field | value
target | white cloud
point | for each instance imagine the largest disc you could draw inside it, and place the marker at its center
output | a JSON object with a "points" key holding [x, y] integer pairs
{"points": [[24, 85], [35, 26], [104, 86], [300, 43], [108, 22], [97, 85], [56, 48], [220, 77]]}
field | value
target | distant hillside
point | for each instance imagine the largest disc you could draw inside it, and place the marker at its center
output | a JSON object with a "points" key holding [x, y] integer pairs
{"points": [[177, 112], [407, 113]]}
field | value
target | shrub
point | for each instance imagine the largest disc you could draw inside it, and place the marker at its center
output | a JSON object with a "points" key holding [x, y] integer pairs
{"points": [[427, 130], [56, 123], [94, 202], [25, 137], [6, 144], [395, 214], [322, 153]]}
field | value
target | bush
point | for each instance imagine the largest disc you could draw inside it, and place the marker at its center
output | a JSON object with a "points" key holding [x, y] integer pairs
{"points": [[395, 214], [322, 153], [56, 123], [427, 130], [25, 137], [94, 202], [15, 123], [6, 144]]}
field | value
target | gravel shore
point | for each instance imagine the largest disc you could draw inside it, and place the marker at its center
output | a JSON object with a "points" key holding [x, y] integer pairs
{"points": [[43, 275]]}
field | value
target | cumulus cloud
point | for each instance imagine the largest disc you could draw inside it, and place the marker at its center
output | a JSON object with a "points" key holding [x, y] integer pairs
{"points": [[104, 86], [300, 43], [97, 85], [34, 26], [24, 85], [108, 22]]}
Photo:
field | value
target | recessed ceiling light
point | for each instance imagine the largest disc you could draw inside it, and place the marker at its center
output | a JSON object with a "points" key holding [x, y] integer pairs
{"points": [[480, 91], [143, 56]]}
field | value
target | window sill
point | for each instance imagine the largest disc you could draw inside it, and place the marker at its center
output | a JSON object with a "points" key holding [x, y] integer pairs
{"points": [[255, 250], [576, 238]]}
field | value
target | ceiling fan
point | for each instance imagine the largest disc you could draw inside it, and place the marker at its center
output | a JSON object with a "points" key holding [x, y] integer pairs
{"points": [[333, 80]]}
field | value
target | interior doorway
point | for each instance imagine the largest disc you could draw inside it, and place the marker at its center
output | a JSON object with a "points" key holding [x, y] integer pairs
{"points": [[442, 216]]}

_ _ _ _ _

INSTRUCTIONS TO FOLLOW: From the records above, pull out each line that has "ceiling".

PROBLEM SOLUTION:
target | recessed ceiling light
target | ceiling fan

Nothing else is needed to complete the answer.